→ Task
Would you work out how many of the lines below hold "blue" and reply with nothing but the number?

→ Exercise material
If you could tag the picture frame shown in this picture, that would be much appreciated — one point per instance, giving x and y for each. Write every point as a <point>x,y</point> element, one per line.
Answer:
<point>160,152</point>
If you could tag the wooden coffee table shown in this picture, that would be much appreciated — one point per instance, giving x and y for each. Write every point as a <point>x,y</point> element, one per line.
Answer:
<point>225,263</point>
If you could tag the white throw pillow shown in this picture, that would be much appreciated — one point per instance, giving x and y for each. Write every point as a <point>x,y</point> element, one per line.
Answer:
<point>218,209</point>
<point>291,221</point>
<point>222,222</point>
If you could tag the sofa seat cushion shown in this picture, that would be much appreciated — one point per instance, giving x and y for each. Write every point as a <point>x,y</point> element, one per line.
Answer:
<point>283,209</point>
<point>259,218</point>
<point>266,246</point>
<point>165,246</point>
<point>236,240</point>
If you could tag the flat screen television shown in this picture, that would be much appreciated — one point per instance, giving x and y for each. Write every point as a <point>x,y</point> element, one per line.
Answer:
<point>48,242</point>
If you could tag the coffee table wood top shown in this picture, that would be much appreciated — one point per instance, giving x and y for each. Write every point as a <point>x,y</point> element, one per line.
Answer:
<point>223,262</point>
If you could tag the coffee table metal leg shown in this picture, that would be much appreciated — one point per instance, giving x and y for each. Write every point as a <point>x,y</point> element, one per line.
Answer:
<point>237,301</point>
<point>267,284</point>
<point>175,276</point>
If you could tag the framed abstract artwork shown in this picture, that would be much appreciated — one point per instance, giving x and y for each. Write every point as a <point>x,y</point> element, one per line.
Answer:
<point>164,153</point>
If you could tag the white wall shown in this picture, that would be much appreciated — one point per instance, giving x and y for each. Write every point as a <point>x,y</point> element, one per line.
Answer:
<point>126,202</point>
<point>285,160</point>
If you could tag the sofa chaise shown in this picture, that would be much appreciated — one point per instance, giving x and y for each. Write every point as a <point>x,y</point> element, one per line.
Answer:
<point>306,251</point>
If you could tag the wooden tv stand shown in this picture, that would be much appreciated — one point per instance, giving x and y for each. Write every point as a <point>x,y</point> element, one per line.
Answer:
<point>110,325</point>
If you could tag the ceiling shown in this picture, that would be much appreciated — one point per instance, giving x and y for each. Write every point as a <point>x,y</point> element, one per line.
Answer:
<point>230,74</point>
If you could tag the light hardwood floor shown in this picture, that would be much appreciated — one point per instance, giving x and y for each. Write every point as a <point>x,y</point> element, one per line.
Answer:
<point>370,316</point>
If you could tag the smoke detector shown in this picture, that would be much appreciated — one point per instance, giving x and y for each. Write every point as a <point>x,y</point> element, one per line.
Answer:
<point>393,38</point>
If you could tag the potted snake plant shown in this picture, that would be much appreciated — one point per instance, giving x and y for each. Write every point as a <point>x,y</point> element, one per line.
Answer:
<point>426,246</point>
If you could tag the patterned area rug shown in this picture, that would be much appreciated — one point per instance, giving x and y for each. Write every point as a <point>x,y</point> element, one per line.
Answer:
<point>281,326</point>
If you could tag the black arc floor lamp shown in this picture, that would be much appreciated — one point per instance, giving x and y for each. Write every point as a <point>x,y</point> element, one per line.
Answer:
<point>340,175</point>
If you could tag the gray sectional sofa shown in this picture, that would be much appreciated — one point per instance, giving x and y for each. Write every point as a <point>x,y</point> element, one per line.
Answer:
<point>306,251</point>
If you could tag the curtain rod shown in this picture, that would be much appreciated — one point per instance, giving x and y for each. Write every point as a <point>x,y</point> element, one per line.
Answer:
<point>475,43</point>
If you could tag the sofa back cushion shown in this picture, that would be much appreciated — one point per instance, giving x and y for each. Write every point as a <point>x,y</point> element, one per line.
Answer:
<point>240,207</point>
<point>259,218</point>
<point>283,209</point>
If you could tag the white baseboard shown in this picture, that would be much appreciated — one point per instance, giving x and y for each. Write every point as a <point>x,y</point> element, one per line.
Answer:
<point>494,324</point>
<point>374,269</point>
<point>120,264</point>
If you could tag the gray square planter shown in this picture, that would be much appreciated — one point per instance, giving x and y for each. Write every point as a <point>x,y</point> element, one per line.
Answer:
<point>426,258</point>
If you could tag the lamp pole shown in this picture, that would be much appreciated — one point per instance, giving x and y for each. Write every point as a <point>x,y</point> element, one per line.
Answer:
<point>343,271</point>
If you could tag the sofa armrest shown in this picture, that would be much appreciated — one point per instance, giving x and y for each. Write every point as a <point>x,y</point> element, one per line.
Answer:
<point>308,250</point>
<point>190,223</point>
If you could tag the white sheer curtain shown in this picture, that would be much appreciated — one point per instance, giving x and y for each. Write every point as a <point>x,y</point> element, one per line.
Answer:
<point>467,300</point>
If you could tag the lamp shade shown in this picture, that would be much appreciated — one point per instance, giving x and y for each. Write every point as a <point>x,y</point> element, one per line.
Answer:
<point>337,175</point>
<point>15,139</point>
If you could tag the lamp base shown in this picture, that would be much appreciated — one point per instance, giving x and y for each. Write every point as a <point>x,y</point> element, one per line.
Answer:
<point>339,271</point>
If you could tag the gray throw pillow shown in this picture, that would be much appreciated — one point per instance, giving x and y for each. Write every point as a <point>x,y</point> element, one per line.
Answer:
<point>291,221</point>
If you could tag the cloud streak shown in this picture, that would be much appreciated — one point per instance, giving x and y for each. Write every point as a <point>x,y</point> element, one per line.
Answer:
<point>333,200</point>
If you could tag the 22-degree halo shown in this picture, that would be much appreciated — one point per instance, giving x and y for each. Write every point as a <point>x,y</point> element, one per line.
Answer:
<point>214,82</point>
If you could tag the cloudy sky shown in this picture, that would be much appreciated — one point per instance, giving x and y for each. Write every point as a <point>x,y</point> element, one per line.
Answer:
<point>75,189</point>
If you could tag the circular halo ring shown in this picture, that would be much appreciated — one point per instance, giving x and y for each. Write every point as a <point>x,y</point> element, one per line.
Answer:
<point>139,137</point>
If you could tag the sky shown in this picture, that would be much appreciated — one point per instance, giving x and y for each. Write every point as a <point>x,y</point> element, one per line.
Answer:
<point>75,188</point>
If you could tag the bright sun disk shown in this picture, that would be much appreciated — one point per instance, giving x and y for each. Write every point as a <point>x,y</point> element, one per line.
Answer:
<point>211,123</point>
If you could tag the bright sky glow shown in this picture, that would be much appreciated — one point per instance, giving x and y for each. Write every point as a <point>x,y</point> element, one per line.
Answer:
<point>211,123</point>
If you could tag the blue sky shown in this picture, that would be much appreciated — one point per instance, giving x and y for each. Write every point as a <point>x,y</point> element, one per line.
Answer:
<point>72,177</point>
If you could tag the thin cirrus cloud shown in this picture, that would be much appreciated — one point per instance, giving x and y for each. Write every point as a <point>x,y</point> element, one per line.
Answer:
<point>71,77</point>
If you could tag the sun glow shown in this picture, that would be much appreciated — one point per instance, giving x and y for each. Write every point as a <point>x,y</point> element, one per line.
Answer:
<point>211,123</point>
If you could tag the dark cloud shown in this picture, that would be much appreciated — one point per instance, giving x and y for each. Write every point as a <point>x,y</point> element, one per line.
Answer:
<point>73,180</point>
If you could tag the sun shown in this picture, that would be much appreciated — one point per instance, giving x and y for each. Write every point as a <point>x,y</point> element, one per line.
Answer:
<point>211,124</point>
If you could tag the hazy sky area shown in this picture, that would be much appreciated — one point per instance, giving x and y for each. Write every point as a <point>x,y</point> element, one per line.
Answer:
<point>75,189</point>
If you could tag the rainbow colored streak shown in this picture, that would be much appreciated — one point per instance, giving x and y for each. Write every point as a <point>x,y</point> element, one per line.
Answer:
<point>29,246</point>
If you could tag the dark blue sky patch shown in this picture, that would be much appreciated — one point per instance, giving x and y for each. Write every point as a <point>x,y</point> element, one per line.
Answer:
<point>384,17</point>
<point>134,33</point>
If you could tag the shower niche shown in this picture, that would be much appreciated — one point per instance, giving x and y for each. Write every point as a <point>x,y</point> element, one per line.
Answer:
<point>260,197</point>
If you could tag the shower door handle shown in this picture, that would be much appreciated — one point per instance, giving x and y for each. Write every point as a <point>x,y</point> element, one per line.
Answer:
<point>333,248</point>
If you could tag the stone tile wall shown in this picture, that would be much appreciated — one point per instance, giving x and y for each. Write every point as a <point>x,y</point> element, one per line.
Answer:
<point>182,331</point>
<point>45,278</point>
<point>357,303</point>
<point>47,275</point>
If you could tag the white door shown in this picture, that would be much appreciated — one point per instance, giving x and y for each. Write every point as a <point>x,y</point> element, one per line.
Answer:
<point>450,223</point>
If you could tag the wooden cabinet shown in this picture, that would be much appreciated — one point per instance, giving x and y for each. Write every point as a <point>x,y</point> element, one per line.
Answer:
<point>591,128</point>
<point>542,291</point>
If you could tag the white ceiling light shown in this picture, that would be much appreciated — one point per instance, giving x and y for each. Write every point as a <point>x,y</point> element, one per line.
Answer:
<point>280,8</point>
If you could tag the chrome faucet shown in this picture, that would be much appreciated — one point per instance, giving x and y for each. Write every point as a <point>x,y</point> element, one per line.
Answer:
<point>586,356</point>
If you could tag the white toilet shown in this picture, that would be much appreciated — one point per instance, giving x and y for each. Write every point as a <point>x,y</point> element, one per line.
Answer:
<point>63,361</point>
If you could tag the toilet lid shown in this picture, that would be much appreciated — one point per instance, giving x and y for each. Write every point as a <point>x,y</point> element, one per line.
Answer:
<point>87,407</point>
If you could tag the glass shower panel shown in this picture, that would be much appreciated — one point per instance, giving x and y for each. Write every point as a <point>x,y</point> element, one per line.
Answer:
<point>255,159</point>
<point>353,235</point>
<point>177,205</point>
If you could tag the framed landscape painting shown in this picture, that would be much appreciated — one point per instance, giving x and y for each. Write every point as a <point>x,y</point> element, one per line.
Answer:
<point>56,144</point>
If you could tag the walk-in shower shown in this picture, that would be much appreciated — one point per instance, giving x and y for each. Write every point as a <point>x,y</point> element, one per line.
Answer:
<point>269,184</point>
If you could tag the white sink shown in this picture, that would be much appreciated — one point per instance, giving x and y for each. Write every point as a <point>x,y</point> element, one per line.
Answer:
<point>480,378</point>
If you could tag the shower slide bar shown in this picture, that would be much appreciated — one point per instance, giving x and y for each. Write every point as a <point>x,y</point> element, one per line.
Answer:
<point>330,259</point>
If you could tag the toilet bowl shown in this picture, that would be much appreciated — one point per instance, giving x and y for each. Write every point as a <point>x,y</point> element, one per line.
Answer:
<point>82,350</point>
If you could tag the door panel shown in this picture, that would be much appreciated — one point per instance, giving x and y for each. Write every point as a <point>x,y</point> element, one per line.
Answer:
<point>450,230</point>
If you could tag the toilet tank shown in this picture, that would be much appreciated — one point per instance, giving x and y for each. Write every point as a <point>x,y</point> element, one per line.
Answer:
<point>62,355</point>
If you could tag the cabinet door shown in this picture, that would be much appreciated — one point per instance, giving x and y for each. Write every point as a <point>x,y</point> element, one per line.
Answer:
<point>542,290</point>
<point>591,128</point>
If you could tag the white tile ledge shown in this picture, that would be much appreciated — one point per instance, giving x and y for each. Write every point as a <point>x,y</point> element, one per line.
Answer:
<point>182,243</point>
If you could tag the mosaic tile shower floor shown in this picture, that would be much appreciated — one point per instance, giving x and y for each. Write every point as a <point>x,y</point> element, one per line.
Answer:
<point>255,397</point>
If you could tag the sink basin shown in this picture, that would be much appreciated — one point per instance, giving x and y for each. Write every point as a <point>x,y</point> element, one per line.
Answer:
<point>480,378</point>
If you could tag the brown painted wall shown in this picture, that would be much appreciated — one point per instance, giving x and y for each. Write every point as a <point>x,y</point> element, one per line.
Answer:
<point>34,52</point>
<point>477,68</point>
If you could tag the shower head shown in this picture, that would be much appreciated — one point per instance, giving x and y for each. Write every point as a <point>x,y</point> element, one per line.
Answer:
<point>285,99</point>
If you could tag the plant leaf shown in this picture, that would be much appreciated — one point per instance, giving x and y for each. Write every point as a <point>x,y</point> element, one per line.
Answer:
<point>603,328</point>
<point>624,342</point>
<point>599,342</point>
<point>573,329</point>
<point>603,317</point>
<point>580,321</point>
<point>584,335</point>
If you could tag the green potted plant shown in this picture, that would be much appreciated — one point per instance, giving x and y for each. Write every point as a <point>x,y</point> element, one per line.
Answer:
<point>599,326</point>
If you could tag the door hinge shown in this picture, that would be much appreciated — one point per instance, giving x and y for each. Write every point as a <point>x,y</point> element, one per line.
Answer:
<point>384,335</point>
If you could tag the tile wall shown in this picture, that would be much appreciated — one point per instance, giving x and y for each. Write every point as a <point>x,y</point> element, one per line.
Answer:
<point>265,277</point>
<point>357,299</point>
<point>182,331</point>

→ Answer space
2